SUPPLIED MATERIAL -

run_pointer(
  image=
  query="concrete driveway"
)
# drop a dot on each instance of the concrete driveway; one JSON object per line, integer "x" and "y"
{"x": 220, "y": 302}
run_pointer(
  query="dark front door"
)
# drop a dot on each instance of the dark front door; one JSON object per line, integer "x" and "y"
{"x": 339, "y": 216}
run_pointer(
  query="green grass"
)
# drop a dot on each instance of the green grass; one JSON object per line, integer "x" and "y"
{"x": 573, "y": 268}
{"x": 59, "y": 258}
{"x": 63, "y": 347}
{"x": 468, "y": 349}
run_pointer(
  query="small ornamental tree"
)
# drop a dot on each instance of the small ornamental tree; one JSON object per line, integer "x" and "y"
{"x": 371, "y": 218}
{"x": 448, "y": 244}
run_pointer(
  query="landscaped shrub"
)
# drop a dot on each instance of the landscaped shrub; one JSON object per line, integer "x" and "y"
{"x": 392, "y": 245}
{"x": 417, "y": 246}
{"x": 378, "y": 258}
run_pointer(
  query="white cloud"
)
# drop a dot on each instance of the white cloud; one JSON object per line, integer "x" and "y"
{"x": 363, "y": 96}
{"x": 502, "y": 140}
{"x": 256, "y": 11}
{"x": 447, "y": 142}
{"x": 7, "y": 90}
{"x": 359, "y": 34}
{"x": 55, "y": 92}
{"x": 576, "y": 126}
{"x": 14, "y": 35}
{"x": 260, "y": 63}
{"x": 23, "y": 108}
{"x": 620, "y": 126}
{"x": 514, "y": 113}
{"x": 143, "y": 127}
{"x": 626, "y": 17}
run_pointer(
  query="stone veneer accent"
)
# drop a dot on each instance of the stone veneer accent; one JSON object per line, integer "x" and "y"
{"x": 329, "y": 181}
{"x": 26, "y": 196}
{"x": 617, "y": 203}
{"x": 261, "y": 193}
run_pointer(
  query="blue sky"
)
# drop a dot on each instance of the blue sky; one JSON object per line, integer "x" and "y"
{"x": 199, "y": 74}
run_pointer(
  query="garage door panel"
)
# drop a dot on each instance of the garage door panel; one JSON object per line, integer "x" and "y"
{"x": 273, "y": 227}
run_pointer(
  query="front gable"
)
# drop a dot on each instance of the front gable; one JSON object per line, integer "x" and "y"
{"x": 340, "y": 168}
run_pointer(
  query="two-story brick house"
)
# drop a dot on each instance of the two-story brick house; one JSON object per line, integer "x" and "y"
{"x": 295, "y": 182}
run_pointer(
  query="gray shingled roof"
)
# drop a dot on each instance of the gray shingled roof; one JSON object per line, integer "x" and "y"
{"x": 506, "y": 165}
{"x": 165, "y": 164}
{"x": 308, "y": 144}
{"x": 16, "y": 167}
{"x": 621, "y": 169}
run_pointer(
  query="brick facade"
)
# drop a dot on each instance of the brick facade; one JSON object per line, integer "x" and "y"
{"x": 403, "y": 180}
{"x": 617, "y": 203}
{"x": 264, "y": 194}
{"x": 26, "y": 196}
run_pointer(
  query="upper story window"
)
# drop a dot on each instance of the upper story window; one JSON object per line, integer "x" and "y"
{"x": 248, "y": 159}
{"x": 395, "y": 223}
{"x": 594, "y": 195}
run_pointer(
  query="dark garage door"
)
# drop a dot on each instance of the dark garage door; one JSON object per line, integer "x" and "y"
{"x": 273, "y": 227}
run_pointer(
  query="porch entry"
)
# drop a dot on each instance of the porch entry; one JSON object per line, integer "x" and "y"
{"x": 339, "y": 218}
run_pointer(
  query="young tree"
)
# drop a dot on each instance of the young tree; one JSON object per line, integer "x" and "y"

WHAT IS EXPECTED -
Where a line above holds the string "young", show that line.

ANSWER TO THE PROBLEM -
  query="young tree"
# drop a dot on each instance of the young tree; one JSON object per line, integer "x" and "y"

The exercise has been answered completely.